Note how the values match

>>> pl.Series([1, 4, 2]).skew(), pl.Series([4, 2, 9]).skew()
(0.38180177416060584, 0.47033046033698594)
rolling_std(
window_size: int,
weights: list[float] | None = None,
min_periods: int | None = None,
*,
center: bool = False,
ddof: int = 1,
) Series[source]

Compute a rolling std dev.

A window of length window_size will traverse the array. The values that fill this window will (optionally) be multiplied with the weights given by the weight vector. The resulting values will be aggregated to their std dev.

The window at a given row will include the row itself and the window_size - 1 elements before it.

Parameters:
window_size

The length of the window.

weights

An optional slice with the same length as the window that will be multiplied elementwise with the values in the window.

min_periods

The number of values in the window that should be non-null before computing a result. If None, it will be set equal to window size.

center

Set the labels at the center of the window

ddof

“Delta Degrees of Freedom”: The divisor for a length N window is N - ddof

Examples

>>> s = pl.Series("a", [1.0, 2.0, 3.0, 4.0, 6.0, 8.0])
>>> s.rolling_std(window_size=3)
shape: (6,)
Series: 'a' [f64]
[
        null
        null
        1.0
        1.0
        1.527525
        2.0
]
rolling_sum(
window_size: int,
weights: list[float] | None = None,
min_periods: int | None = None,
*,
center: bool = False,
) Series[source]

Apply a rolling sum (moving sum) over the values in this array.

A window of length window_size will traverse the array. The values that fill this window will (optionally) be multiplied with the weights given by the weight vector. The resulting values will be aggregated to their sum.

The window at a given row will include the row itself and the window_size - 1 elements before it.

Parameters:
window_size

The length of the window.

weights

An optional slice with the same length of the window that will be multiplied elementwise with the values in the window.

min_periods

The number of values in the window that should be non-null before computing a result. If None, it will be set equal to window size.

center

Set the labels at the center of the window

Examples

>>> s = pl.Series("a", [1, 2, 3, 4, 5])
>>> s.rolling_sum(window_size=2)
shape: (5,)
Series: 'a' [i64]
[
        null
        3
        5
        7
        9
]
rolling_var(
window_size: int,
weights: list[float] | None = None,
min_periods: int | None = None,
*,
center: bool = False,
ddof: int = 1,
) Series[source]

Compute a rolling variance.

A window of length window_size will traverse the array. The values that fill this window will (optionally) be multiplied with the weights given by the weight vector. The resulting values will be aggregated to their variance.

#### [Dataset entries]
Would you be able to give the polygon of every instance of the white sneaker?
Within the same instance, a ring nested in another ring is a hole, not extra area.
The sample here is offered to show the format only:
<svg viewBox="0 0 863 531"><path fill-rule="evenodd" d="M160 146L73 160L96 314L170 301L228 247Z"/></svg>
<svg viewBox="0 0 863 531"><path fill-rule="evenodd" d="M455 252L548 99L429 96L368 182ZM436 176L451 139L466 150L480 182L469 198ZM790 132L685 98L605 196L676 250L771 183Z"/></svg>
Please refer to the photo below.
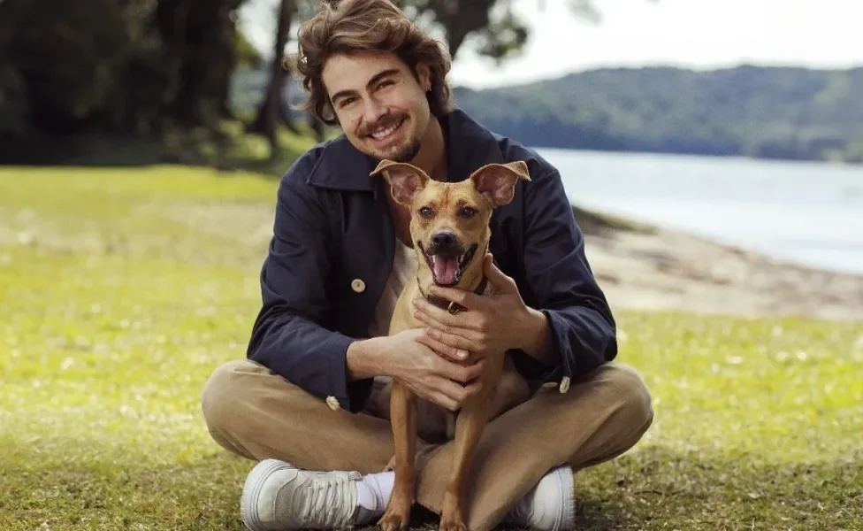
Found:
<svg viewBox="0 0 863 531"><path fill-rule="evenodd" d="M246 478L240 514L251 531L352 528L360 479L357 472L311 472L265 459Z"/></svg>
<svg viewBox="0 0 863 531"><path fill-rule="evenodd" d="M572 489L572 468L554 468L509 511L505 521L538 531L569 531L576 519Z"/></svg>

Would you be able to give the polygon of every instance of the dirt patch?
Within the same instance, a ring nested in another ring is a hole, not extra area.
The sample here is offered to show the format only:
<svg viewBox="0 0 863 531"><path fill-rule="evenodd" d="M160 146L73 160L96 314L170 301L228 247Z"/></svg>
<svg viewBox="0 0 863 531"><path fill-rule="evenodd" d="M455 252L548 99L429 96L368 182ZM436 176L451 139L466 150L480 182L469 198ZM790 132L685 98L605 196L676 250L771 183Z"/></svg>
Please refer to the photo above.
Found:
<svg viewBox="0 0 863 531"><path fill-rule="evenodd" d="M863 276L785 264L665 229L585 239L614 308L863 320Z"/></svg>

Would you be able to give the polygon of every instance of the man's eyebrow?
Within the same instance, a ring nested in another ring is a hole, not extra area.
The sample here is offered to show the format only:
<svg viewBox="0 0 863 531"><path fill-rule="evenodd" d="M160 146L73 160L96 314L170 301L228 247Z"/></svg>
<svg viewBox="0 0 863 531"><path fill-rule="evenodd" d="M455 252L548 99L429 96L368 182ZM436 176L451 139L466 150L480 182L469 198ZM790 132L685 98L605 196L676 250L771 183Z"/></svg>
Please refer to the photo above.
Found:
<svg viewBox="0 0 863 531"><path fill-rule="evenodd" d="M369 82L367 82L365 85L366 85L366 87L368 87L369 85L373 85L373 84L377 83L378 81L379 81L381 79L383 79L383 78L385 78L385 77L386 77L388 75L393 75L393 74L396 74L396 73L399 73L399 71L396 68L387 68L386 70L382 70L382 71L378 72L378 73L376 73L375 75L371 76L371 79L369 80ZM345 97L345 96L350 96L350 95L353 95L353 94L355 94L355 93L356 93L355 90L352 90L350 88L346 89L346 90L340 90L339 92L336 92L335 94L333 94L332 96L330 98L330 100L334 102L337 99L339 99L340 97Z"/></svg>

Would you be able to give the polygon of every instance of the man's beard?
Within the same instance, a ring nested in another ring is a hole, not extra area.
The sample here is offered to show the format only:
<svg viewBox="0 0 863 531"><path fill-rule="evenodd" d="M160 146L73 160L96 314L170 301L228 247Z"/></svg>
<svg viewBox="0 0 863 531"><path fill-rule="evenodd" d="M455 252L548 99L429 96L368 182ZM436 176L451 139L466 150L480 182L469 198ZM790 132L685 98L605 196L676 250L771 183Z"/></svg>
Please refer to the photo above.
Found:
<svg viewBox="0 0 863 531"><path fill-rule="evenodd" d="M368 136L372 131L386 128L387 126L402 122L407 119L408 115L405 112L390 113L383 117L380 120L378 120L378 123L363 127L363 129L360 131L360 135ZM386 158L393 162L410 162L419 153L421 147L422 140L420 138L412 138L409 140L407 144L401 147L390 148L391 150L395 150L395 151L392 154L386 155L376 150L375 152L369 153L369 155L371 155L376 158Z"/></svg>

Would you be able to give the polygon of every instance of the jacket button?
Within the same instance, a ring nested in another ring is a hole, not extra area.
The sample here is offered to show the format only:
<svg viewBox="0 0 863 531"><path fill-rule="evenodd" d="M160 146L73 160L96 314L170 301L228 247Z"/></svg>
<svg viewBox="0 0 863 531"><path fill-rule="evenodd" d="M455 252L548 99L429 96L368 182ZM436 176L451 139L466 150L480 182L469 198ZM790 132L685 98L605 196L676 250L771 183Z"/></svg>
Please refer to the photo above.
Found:
<svg viewBox="0 0 863 531"><path fill-rule="evenodd" d="M565 393L569 390L569 377L564 376L561 379L561 392Z"/></svg>

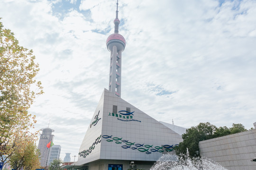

#### [Tasks for this exercise]
[A] Answer these questions from the rolling-window documentation:
(i) Under rolling_std, what is the divisor for a length N window?
(ii) What value is min_periods set to when it is None?
(iii) In the rolling_sum example with window_size=2, what is the last value in the output?
[B] Go on with the rolling-window documentation from the point where it stops.

#### [Answers below]
[A]
(i) N - ddof
(ii) It is set equal to the window size.
(iii) 9

[B]
The window at a given row will include the row itself and the window_size - 1 elements before it.

Parameters:
window_size

The length of the window.

weights

An optional slice with the same length as the window that will be multiplied elementwise with the values in the window.

min_periods

The number of values in the window that should be non-null before computing a result. If None, it will be set equal to window size.

center

Set the labels at the center of the window

ddof

“Delta Degrees of Freedom”: The divisor for a length N window is N - ddof

Examples

>>> s = pl.Series("a", [1.0, 2.0, 3.0, 4.0, 6.0, 8.0])
>>> s.rolling_var(window_size=3)
shape: (6,)
Series: 'a' [f64]
[
        null
        null
        1.0
        1.0
        2.333333
        4.0
]
round(decimals: int = 0) Series[source]

Round underlying floating point data by decimals digits.

Parameters:
decimals

number of decimals to round by.

Examples

>>> s = pl.Series("a", [1.12345, 2.56789, 3.901234])
>>> s.round(2)
shape: (3,)
Series: 'a' [f64]
[
        1.12
        2.57
        3.9
]
round_sig_figs(digits: int) Series[source]

Round to a number of significant figures.

Parameters:
digits

Number of significant figures to round to.

Examples

>>> s = pl.Series([0.01234, 3.333, 1234.0])
>>> s.round_sig_figs(2)
shape: (3,)
Series: '' [f64]
[
        0.012
        3.3
        1200.0
]
sample(
n: int | None = None,
*,
fraction: float | None = None,
with_replacement: bool = False,
shuffle: bool = False,
seed: int | None = None,
) Series[source]

Sample from this Series.

Parameters:
n

Number of items to return. Cannot be used with fraction. Defaults to 1 if fraction is None.

fraction

Fraction of items to return. Cannot be used with n.

with_replacement

Allow values to be sampled more than once.

shuffle

Shuffle the order of sampled data points.

seed

Seed for the random number generator. If set to None (default), a random seed is generated for each sample operation.

Examples

>>> s = pl.Series("a", [1, 2, 3, 4, 5])
>>> s.sample(2, seed=0)  
shape: (2,)
Series: 'a' [i64]
[
    1
    5
]
scatter(
indices: Series | ndarray[Any, Any] | Sequence[int] | int,
values: int | float | str | bool | date | datetime | Sequence[int] | Sequence[float] | Sequence[bool] | Sequence[str] | Sequence[date] | Sequence[datetime] | Series | None,
) Series[source]

Set values at the index locations.

Parameters:
indices

Integers representing the index locations.

values

Replacement values.

Notes

Use of this function is frequently an anti-pattern, as it can block optimization (predicate pushdown, etc). Consider using pl.when(predicate).then(value).otherwise(self) instead.

Examples

>>> s = pl.Series("a", [1, 2, 3])
>>> s.scatter(1, 10)
shape: (3,)
Series: 'a' [i64]
[
        1
        10
        3
]

It is better to implement this as follows:

>>> s.to_frame().with_row_count("row_nr").select(
...     pl.when(pl.col("row_nr") == 1).then(10).otherwise(pl.col("a"))
... )
shape: (3, 1)
┌─────────┐
│ literal │
│ ---     │
│ i64     │
╞═════════╡
│ 1       │
│ 10      │
│ 3       │
└─────────┘
search_sorted(element: int | float, side: SearchSortedSide = 'any') int[source]
search_sorted(
element: Series | ndarray[Any, Any] | list[int] | list[float],
side: SearchSortedSide = 'any',
) Series

Find indices where elements should be inserted to maintain order.

\[a[i-1] < v <= a[i]\]
Parameters:
element

Expression or scalar value.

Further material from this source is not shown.